Given exercise >>
Rewrite every one of the entries below, changing "client" to "customer" and leaving everything else as it is.

╭─ Records provided

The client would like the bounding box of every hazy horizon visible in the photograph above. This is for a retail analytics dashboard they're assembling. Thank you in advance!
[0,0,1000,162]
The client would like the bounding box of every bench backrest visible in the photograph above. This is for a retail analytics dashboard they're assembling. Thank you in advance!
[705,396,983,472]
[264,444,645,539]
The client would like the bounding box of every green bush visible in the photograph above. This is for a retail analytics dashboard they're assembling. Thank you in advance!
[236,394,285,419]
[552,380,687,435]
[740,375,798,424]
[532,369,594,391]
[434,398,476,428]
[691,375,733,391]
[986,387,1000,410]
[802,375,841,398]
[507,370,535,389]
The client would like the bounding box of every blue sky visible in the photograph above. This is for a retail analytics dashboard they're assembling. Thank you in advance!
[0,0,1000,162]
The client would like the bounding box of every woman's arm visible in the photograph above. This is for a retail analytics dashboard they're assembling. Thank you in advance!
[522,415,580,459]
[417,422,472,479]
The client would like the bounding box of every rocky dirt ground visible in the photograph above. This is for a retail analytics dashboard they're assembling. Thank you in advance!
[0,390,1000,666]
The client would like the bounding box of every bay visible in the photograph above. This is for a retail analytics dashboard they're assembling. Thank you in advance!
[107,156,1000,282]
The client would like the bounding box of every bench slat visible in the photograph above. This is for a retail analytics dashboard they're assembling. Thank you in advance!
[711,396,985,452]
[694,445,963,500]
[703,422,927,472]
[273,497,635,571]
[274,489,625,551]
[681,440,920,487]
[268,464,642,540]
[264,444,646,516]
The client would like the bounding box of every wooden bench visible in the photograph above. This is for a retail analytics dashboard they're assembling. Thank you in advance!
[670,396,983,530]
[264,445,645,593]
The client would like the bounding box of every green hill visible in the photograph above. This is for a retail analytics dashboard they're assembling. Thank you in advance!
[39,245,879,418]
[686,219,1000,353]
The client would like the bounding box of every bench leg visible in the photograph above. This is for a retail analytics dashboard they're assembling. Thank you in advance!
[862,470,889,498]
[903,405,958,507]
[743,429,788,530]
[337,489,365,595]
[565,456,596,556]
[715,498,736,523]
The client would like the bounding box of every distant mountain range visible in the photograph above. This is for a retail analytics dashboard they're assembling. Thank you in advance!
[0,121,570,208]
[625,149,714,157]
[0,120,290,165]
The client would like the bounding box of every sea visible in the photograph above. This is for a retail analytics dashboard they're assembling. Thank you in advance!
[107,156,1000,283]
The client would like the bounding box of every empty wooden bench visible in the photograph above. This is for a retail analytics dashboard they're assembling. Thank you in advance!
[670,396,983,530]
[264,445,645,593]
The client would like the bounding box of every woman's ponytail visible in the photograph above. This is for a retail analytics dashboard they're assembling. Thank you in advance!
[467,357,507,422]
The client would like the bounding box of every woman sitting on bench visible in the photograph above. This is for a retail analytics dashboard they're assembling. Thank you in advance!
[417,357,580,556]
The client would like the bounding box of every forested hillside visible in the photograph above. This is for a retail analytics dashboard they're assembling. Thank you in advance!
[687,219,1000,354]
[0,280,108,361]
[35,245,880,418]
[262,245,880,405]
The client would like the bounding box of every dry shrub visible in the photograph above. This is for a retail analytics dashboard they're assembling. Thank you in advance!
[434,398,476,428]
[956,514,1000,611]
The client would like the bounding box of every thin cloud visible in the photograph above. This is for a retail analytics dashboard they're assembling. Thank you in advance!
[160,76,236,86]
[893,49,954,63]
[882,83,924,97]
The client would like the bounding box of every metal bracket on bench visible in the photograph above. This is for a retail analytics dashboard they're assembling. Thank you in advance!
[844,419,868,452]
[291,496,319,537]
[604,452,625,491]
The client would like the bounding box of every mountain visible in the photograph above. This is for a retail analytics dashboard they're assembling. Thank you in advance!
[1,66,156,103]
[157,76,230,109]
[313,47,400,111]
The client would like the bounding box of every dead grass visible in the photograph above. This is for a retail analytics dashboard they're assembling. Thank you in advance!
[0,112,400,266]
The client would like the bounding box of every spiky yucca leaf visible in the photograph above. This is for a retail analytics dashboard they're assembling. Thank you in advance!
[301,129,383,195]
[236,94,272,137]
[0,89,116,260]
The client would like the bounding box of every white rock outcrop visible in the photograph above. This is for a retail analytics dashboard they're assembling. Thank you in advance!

╰─

Correct response >>
The customer would like the bounding box of every hazy horizon visible in the photograph above. This is for a retail analytics dashboard they're assembling. Thank you in advance!
[0,0,1000,162]
The customer would like the bounding box of every bench backrest visible in the photograph above. This is for a retail analytics dashboard they're assembling. Thank you in advance!
[705,396,983,472]
[264,444,645,539]
The customer would like the bounding box of every green bush visible in the photograph above. This is for a retail analytics dashboard they're assembling. Thank you in advance!
[236,394,285,419]
[552,380,687,435]
[740,375,798,424]
[532,369,594,391]
[434,398,476,428]
[691,375,733,391]
[986,387,1000,410]
[802,375,841,398]
[507,370,535,389]
The customer would like the bounding box of every blue sky visible in the photograph above. This is for a retail analytics dashboard they're assembling. Thank you in advance!
[0,0,1000,162]
The customer would like the bounding box of every woman's arm visible in the photograph above. This is for a retail analytics dashboard they're assembling. Thank you in advance!
[522,415,580,459]
[417,422,472,479]
The customer would like the bounding box of every rocky dirt ground visible in the photograph above. This is for a retail analytics dashboard they're assembling. Thank you in advance!
[0,390,1000,666]
The customer would like the bounding box of every bay visible in the photograph above. This is for a retail analytics dashboard they're assembling. Thank you in advance!
[107,156,1000,282]
The customer would like the bounding box of every bench slat visible in the photograph above. This is for a retail analytics dashboard they're assembling. Thank you in advance!
[711,396,985,452]
[694,445,963,500]
[703,422,927,472]
[273,497,635,571]
[274,489,625,551]
[681,440,920,487]
[268,464,642,540]
[264,444,646,516]
The customer would like the bounding box of every wooden bench visible in the photograph above. This is for a retail analytics dashboard they're assembling. Thank you in advance!
[670,396,983,530]
[264,445,645,593]
The customer would like the bounding box of every green hill visible in the photograph above. This is for a retail analytics dashboard they're assembling. Thank you in advance!
[39,245,879,418]
[686,219,1000,353]
The customer would like the bounding box of every bench leg visible in the photograph above. This is for a retail analytics dashboard they're assembling. Thank you in advance!
[862,470,889,498]
[903,405,958,507]
[743,429,788,530]
[337,489,365,595]
[565,456,596,556]
[715,498,736,523]
The customer would like the bounding box of every distant mountain range visible in the photograph above. This is for a retail analytics dashboard they're assembling. Thank you in advance!
[0,121,570,208]
[625,149,714,157]
[0,120,290,165]
The customer would like the bounding box of every sea visible in the photograph above. This is for a retail analytics dashboard they're assembling. Thank you in advance!
[107,156,1000,283]
The customer would like the bounding box of every empty wooden bench visible in the photograph above. This is for a retail analytics dashboard they're assembling. Thank you in advance!
[670,396,983,530]
[264,445,645,593]
The customer would like the bounding box of every woman's ponytail visible in the photograph above. This is for a retail analytics dashboard they're assembling. Thank you in advance!
[467,357,507,422]
The customer would like the bounding box of every woman sitting on bench visible in the photograph above. This is for a retail analytics dashboard they're assembling. Thank you in advance!
[417,357,580,556]
The customer would like the bounding box of every forested hillside visible in the photograph above. This is for a retail analytics dashboard they're assembling. Thank you in advance!
[687,219,1000,354]
[0,280,108,361]
[35,245,880,418]
[262,245,880,405]
The customer would like the bounding box of every dry shrub visible in the photograph above. This is for a retail analytics dashboard they're assembling. Thank you in advance!
[434,398,476,428]
[956,514,1000,611]
The customer would like the bounding box of every thin cloud visible in the photograph above. This is for a retail analytics dashboard they're assembling. Thank you in advance!
[160,76,236,86]
[893,49,954,63]
[882,83,924,97]
The customer would like the bounding box of every metal bracket on bench visible in the photograph above. This is for a retail analytics dashboard they're assembling. Thank you in advance!
[844,419,868,452]
[291,496,319,537]
[604,452,625,491]
The customer would like the bounding box of every mountain visible in the photograph above. This is for a retail analytics dashboard they're assembling. Thank you in advance!
[1,66,156,103]
[157,76,230,109]
[313,47,400,111]
The customer would like the bounding box of every dead grass visible in the photograph above. This is for a retail analytics dashboard they're assembling. Thank you in advance!
[0,112,400,266]
The customer would like the bounding box of every spiky yucca leaf visible in the photograph above. This is for a retail analytics dashboard they're assembling. Thank you in advance!
[301,129,383,195]
[236,94,272,137]
[0,89,116,260]
The customer would like the bounding box of every white rock outcrop visible in the photograph above. This is for a retail analytics dashboard they're assembling. Thank you in advance!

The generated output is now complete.